- _Text to read_
====

Little girl running with prow of gunship in the background

A plane... of some kind or other

The guns of an assorted array of tanks - with some pretty flowers - nice spot to read a book.

The previously mentioned speaker with a 15 kilometer range.


One of the few indoor pictures, this is a replica of admiral Yi Sun Shin's famous turtle ship, the revolutionary fully enclosed deck studded with iron spikes lead to many victories against the Japanese forces in the 1500's and Korean's are still very proud of this ship.

Kids playing on some anti aircraft guns, It's nice to see weapons of war becoming a playground for kids.

Lot's of the vehicles were open so you could climb around inside and have a look, Korean museums tend to be much more hands on and interactive than their English counterparts.

Statue of a soldier and civilian embracing.

During the week that Tom was with us we were still working, so we had to leave him to his own devices during the day. He got up to all sorts of exciting things like hiking up Bukhansan, (a big mountain north of Seoul). And visiting Chuncheon, which is a pretty town in the mountains at the border of our province out to the east.

While Tom was around we took a trip to Moran market, which is apparently the biggest market in Korea. At some point we will do a more details post all about Moran market, it really is an amazing place when you can see all kinds of Korean culture and find everything from roast centipedes to live geese, not to mention whole roast dogs and various steamed offal. It truly is an assault on all the senses.

Corn being milled into pulp by stone grindstones.

Pancakes being fried up from the corn pulp being milled in the previous picture.

The traditional entertainment at the market, a man playing a rather unconvincing woman with money in her hair.

The guys banging drums to provide a beat for the dancing "girl" to sing and dance to.

No I haven't had a stroke, I'm eating some incredibly chewy sweets that the dancing and druming guys were selling and am trying to prise my teeth apart.

Some video of the guys doing their stuff.

After spending a week with us Tom headed off to visit our friend Dean down in Jeju, an island off the south coast where he now runs a guesthouse with his Korean wife, Tom had a great time down in Jeju but since we couldn't come with him I can't tell you about that.

Over all it was really nice having a visitor to show around, it was great to see a friend from home and it was also nice to have an excuse to go around tourist sites that we'd been meaning to revisit for ages.

====

- _Provided records_

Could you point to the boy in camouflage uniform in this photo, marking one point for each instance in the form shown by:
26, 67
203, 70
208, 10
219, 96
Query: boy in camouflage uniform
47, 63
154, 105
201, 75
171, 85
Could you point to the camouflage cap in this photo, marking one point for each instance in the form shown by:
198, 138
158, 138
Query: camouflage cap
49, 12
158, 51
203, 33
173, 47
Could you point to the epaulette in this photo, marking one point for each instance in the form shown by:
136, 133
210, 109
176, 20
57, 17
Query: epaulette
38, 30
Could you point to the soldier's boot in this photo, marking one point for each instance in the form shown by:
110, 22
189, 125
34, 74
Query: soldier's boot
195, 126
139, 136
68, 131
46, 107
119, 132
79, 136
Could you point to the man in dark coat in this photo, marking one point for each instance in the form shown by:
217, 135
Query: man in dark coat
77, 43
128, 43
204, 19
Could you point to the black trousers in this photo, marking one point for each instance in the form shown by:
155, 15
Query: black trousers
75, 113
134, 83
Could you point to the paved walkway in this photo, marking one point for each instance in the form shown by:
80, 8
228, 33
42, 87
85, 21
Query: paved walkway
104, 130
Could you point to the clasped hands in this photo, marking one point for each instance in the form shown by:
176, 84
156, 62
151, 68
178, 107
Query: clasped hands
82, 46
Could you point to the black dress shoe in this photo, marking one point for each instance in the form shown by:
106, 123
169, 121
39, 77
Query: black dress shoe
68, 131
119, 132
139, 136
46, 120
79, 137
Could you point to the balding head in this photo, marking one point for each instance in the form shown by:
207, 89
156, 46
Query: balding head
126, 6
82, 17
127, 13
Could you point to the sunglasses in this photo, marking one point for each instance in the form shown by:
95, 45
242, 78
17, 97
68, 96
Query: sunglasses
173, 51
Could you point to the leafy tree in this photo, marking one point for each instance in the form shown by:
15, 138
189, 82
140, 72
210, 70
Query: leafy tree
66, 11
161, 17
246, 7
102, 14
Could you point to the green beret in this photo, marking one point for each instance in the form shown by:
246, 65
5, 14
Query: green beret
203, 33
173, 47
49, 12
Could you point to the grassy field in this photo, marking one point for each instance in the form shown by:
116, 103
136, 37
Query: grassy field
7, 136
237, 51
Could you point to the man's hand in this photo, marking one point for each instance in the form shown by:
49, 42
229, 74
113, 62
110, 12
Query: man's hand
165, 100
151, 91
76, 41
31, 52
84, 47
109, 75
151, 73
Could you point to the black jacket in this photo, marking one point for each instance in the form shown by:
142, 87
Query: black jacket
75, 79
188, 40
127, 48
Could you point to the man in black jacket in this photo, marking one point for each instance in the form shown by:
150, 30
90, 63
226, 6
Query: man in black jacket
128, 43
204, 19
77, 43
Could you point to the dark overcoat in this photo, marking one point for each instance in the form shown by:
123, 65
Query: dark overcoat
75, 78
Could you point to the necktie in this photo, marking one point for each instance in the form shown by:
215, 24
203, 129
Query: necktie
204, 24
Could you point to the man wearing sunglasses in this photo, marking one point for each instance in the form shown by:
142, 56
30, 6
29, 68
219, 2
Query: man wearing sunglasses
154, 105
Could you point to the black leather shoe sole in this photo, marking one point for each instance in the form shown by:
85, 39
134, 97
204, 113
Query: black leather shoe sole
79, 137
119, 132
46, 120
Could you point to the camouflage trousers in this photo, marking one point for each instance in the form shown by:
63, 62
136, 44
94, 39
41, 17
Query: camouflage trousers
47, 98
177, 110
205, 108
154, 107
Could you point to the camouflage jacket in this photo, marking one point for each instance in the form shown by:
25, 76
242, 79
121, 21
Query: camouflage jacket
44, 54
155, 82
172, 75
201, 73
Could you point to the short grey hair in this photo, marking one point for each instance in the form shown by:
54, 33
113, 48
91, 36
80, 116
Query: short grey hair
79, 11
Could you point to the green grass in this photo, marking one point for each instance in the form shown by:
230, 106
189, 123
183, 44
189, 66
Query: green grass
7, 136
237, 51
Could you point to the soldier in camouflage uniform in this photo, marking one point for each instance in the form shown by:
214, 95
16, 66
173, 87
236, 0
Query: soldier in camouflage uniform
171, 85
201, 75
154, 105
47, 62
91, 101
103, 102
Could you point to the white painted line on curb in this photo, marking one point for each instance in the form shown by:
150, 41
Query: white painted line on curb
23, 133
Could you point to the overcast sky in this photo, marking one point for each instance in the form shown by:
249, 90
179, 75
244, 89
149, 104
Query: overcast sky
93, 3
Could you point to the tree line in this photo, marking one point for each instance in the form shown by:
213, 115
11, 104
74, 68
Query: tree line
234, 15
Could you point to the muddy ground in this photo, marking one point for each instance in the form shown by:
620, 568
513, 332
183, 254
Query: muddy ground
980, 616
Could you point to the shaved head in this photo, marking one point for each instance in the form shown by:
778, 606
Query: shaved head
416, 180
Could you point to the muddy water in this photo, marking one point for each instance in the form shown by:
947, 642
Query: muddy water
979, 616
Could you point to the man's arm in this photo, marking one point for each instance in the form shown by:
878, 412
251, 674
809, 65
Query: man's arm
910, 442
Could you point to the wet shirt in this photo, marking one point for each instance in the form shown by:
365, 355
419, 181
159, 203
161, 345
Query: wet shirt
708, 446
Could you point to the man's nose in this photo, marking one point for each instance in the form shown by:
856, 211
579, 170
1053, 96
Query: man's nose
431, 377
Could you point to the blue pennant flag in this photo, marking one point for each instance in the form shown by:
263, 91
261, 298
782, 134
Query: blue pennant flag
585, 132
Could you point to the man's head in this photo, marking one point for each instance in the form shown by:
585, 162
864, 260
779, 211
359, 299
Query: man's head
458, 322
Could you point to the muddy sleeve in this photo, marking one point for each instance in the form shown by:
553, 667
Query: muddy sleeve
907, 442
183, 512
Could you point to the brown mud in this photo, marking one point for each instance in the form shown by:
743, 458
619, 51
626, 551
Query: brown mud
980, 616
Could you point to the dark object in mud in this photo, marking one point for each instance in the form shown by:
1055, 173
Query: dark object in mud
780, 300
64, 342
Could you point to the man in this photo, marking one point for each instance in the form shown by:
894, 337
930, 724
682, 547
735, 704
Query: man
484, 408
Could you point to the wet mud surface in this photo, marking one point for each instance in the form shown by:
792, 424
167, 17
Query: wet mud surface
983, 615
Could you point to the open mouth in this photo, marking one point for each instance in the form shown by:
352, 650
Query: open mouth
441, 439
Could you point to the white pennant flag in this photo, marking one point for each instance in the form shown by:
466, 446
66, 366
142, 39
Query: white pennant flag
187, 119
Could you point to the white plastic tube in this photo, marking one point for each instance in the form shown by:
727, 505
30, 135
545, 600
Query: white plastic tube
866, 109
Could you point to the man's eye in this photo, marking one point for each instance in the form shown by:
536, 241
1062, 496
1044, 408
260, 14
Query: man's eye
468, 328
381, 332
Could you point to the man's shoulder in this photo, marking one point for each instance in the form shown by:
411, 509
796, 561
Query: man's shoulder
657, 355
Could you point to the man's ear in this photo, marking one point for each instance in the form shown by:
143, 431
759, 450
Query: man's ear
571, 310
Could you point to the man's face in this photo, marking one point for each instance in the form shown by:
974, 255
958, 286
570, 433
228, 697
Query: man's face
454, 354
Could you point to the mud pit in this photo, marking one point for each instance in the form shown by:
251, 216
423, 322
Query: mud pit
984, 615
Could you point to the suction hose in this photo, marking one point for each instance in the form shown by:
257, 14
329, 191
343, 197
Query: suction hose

====

- _Task 1_
Write out the part of the travel post between "The guns of" and "playground for kids.", inclusive.
- _Task 2_
In the travel post, what did Tom hike up while the writers were at work?
- _Task 3_
Do these statements agree with the travel post? Answer yes or no for each and quote the deciding words. (a) Tom visited Chuncheon. (b) The speaker mentioned in the post has a 15 kilometer range. (c) The writers went with Tom to Jeju.
The records are a separate body of material from the travel post.

- _Full output 1_
The guns of an assorted array of tanks - with some pretty flowers - nice spot to read a book.

The previously mentioned speaker with a 15 kilometer range.


One of the few indoor pictures, this is a replica of admiral Yi Sun Shin's famous turtle ship, the revolutionary fully enclosed deck studded with iron spikes lead to many victories against the Japanese forces in the 1500's and Korean's are still very proud of this ship.

Kids playing on some anti aircraft guns, It's nice to see weapons of war becoming a playground for kids.

- _Full output 2_
Bukhansan, a big mountain north of Seoul.

- _Full output 3_
(a) Yes: "And visiting Chuncheon, which is a pretty town in the mountains at the border of our province out to the east."
(b) Yes: "The previously mentioned speaker with a 15 kilometer range."
(c) No: "since we couldn't come with him I can't tell you about that."